* PROBLEM DETAILS *
Starting with the line containing "Put a marker on every instance of the gray" and going on through the line containing "[(244, 303)]", reproduce every line of the listing below, requests included, and shift each point coordinate in the answers up by 40. Leave the requests and their sample coordinates unchanged.

· · · · · · ·

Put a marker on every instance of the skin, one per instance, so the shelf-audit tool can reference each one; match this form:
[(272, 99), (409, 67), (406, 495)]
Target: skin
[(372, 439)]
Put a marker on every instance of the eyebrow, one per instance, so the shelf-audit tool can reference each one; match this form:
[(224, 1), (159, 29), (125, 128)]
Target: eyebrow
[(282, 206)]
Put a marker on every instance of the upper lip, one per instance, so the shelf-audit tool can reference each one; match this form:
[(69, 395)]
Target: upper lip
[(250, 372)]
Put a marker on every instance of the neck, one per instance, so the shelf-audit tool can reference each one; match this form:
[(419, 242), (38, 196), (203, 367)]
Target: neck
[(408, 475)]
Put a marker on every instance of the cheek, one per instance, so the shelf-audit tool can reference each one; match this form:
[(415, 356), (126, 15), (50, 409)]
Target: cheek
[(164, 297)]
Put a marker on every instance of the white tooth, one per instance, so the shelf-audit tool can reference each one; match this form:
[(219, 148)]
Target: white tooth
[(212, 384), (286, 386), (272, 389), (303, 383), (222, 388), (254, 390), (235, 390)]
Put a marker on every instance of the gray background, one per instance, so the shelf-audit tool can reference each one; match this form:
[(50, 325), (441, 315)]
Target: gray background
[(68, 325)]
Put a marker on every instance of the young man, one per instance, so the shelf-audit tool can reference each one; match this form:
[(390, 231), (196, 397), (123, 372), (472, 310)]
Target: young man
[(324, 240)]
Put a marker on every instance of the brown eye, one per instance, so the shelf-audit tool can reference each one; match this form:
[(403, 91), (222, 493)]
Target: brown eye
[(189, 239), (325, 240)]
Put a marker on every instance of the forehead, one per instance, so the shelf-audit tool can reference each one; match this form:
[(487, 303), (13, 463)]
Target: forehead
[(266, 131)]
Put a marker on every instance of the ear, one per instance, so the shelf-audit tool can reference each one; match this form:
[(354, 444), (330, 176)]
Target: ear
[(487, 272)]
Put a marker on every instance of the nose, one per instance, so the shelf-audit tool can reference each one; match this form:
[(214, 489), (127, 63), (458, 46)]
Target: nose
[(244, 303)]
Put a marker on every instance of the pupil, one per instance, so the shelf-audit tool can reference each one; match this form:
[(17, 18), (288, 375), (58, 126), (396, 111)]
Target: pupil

· · · · · · ·

* EXPECTED OUTPUT *
Put a marker on every instance of the gray background, one per instance, so the shelf-audit tool can reference each one; match this form:
[(50, 325), (441, 315)]
Target: gray background
[(108, 365)]
Put a marker on every instance of the young man, one per instance, so the shelf-audit tool can reference each one; match this form:
[(390, 231), (196, 397), (123, 372), (472, 310)]
Target: young man
[(364, 280)]
Put a marker on every instance of the brown eye, one per instance, so the shelf-audit tool can reference each one; match this form:
[(403, 91), (222, 493)]
Target: brown eye
[(229, 279), (365, 280)]
Put a marker on every instance of the forehead, one per instance, so the shelf-audit tool can reference each one; match this form:
[(487, 303), (13, 463)]
Target: forehead
[(306, 171)]
Put a marker on every instance of the ear, one per instance, so the shelf-audit tool can reference each one; match this form:
[(354, 444), (330, 176)]
Target: ear
[(527, 312)]
Put a marker on every instance of the nose, one per instance, so the shelf-audit tool can reference each one; match this form:
[(214, 489), (127, 63), (458, 46)]
Target: nose
[(284, 343)]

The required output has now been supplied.